> WHAT IS BEING ASKED
Copy out exactly the lines from the one containing "the boy's face?" to the end of the records below, both included, and nothing else.

━━ RECORD EXCERPTS

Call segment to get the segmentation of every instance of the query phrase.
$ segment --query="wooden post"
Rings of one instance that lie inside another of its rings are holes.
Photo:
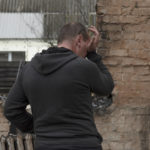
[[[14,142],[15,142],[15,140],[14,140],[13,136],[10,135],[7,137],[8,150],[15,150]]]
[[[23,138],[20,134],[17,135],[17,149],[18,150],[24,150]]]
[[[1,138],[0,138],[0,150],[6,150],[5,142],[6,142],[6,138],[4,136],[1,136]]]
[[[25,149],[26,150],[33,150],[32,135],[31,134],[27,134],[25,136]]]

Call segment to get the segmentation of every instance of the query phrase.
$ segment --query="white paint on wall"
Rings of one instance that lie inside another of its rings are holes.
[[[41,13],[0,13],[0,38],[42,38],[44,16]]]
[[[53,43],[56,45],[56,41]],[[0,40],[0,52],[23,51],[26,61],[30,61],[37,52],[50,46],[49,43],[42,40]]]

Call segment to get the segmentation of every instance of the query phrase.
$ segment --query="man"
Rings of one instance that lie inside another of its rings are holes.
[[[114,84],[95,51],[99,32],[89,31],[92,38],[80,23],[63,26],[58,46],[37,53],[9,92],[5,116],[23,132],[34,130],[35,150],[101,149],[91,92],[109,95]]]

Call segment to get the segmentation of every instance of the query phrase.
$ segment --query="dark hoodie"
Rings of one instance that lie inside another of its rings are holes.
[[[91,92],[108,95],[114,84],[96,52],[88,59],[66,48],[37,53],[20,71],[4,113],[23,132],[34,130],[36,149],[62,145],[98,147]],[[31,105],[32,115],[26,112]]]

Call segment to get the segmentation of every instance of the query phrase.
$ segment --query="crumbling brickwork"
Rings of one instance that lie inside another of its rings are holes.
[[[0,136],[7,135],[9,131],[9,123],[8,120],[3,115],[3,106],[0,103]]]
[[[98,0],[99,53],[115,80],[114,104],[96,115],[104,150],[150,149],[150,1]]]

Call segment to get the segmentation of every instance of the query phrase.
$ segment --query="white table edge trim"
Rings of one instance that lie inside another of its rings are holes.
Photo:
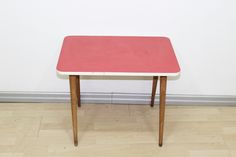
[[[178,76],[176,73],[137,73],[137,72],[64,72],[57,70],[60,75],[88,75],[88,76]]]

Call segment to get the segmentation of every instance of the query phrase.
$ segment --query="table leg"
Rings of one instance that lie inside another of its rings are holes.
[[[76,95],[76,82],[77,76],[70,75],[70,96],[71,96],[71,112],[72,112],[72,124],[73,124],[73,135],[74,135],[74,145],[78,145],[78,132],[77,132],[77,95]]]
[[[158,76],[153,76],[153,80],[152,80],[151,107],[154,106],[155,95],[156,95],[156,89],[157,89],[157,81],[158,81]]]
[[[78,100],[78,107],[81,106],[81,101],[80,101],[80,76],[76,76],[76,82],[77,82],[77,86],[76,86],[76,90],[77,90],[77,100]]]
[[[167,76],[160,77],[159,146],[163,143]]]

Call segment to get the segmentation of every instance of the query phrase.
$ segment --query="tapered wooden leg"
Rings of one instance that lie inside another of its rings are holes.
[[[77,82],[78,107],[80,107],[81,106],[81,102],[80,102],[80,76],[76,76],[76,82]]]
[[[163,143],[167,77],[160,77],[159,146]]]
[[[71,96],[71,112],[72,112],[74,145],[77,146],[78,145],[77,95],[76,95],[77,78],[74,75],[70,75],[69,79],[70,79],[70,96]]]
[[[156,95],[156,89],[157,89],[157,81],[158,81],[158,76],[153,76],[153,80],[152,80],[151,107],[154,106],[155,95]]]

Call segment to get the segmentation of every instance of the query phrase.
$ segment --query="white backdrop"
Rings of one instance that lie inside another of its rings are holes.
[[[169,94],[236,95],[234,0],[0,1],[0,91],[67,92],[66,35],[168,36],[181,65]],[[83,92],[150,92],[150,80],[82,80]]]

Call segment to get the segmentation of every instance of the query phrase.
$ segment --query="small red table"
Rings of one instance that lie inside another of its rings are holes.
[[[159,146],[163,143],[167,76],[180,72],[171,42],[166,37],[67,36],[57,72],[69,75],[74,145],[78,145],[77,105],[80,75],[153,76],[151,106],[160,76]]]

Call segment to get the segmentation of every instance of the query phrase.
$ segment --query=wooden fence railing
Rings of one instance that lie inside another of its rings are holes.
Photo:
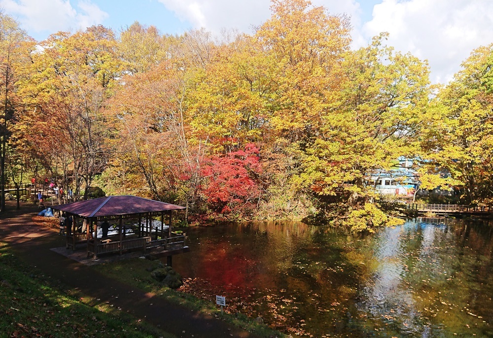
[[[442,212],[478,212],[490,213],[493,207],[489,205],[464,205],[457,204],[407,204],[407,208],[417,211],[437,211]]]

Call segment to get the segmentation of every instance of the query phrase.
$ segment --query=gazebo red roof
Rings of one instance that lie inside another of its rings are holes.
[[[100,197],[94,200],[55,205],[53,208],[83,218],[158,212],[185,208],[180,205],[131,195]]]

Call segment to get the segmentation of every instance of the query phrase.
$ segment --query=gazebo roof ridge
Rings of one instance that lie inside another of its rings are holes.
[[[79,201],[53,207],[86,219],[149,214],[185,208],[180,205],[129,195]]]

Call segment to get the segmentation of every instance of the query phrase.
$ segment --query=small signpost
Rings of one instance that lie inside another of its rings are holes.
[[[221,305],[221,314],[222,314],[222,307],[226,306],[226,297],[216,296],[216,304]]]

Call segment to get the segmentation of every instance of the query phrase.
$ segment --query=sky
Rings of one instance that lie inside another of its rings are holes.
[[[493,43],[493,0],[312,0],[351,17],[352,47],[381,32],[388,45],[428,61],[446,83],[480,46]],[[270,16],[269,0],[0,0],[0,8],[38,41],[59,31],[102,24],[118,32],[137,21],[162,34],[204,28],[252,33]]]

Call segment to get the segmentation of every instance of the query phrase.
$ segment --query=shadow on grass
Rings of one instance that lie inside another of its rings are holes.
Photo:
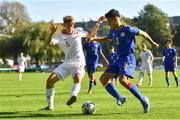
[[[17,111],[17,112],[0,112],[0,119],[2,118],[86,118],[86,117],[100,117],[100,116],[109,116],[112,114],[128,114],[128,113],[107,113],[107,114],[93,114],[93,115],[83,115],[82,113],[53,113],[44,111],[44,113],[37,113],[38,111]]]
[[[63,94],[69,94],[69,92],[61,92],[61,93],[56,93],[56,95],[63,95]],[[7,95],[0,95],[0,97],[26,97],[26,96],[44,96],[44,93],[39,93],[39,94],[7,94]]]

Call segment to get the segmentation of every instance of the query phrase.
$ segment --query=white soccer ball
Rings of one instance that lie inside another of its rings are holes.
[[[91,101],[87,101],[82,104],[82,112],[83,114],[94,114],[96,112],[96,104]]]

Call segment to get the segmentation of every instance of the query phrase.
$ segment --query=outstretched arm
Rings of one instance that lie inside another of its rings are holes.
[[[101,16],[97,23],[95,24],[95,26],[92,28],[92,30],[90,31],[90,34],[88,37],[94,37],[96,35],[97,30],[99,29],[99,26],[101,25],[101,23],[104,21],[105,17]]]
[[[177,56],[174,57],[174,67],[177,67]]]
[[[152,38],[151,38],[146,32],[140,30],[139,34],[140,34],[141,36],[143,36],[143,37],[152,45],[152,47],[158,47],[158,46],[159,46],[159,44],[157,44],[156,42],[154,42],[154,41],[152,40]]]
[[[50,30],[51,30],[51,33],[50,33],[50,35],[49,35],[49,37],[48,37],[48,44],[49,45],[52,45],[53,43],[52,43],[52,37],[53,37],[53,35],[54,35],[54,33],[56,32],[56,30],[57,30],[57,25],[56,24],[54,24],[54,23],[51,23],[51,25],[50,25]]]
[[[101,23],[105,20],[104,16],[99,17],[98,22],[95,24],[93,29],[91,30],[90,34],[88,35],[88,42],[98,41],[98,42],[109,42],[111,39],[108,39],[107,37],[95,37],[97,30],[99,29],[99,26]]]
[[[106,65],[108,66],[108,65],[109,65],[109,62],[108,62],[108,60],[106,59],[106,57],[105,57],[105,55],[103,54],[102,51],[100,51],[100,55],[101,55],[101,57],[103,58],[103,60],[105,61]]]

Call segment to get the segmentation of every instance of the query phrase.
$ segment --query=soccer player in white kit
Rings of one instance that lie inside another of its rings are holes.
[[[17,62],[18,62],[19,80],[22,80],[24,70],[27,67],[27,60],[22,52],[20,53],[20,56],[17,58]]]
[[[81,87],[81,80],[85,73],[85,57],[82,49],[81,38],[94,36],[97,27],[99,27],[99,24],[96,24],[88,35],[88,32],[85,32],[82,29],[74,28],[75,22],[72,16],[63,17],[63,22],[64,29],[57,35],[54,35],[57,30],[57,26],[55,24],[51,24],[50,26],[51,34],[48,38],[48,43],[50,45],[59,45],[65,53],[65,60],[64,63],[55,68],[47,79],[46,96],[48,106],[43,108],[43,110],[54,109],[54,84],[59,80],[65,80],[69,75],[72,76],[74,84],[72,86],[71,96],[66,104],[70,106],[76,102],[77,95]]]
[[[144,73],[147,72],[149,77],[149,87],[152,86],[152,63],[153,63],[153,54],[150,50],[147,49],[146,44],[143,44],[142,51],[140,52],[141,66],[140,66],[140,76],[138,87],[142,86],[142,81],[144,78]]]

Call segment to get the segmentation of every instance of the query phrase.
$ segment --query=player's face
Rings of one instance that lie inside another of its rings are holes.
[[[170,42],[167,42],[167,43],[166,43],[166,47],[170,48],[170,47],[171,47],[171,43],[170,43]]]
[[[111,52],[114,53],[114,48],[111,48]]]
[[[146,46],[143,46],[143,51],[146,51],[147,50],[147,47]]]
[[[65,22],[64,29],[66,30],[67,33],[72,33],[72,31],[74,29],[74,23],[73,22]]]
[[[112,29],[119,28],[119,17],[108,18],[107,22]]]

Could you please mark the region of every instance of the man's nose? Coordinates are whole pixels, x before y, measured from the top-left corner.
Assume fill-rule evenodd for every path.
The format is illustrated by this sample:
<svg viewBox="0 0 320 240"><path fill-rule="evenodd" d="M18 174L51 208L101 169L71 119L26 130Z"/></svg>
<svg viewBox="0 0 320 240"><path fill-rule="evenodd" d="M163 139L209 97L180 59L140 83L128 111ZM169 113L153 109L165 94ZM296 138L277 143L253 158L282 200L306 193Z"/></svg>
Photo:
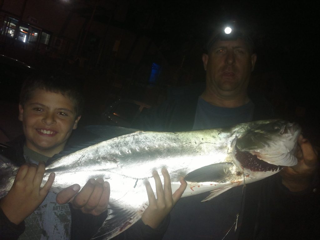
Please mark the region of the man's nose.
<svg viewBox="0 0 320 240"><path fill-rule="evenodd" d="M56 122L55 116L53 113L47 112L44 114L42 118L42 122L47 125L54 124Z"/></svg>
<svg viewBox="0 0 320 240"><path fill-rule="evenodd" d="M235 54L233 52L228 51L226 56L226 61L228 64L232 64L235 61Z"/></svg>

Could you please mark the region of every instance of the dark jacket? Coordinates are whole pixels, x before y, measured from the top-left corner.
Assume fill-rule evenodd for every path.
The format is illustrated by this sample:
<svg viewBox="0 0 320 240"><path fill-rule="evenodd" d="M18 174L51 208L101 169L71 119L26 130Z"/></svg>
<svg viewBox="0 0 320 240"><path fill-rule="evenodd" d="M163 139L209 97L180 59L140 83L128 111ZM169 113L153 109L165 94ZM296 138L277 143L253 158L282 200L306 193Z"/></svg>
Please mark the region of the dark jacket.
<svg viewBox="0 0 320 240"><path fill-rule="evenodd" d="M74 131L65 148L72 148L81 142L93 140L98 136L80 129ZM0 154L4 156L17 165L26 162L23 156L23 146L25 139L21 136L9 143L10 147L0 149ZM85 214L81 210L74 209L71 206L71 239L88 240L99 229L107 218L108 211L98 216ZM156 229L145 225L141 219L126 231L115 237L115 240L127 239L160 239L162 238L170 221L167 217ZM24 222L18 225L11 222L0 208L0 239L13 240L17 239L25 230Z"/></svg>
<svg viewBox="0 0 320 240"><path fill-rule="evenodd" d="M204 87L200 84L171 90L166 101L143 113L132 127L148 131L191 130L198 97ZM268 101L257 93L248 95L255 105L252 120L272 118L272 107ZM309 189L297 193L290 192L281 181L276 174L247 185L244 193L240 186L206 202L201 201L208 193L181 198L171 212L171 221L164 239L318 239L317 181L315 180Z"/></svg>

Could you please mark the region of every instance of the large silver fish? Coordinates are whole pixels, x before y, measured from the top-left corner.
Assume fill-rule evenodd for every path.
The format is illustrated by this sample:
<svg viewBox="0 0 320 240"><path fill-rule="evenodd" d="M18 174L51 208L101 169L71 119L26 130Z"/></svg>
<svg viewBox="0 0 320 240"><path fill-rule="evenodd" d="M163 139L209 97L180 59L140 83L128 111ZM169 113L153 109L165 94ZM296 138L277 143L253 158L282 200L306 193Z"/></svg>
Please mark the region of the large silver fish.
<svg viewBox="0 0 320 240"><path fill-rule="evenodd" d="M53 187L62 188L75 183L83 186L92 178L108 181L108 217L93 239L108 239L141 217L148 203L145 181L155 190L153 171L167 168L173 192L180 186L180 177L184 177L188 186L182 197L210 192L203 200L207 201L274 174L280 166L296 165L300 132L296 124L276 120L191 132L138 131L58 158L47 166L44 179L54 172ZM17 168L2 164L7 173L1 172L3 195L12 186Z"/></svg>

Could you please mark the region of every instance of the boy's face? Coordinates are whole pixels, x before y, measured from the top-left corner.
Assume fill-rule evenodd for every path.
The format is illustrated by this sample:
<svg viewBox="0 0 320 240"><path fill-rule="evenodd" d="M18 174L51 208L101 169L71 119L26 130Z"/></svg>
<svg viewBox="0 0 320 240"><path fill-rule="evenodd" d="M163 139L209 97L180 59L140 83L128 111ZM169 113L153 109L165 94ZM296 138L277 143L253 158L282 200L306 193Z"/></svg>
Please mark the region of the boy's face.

━━━━

> TASK OUTPUT
Could you please mark the region of every instance of the boy's face? Coordinates are whole pixels, x before y, measured from the top-left corner.
Assume fill-rule evenodd for every path.
The format is illustrated by this sample:
<svg viewBox="0 0 320 240"><path fill-rule="evenodd" d="M18 174L51 208L101 169L71 119L26 130Z"/></svg>
<svg viewBox="0 0 320 240"><path fill-rule="evenodd" d="M163 139L209 97L180 59L140 83L128 111ZM169 113L153 109L165 94ZM296 138L277 143L253 158L282 200L306 193Z"/></svg>
Please mark the region of the boy's face.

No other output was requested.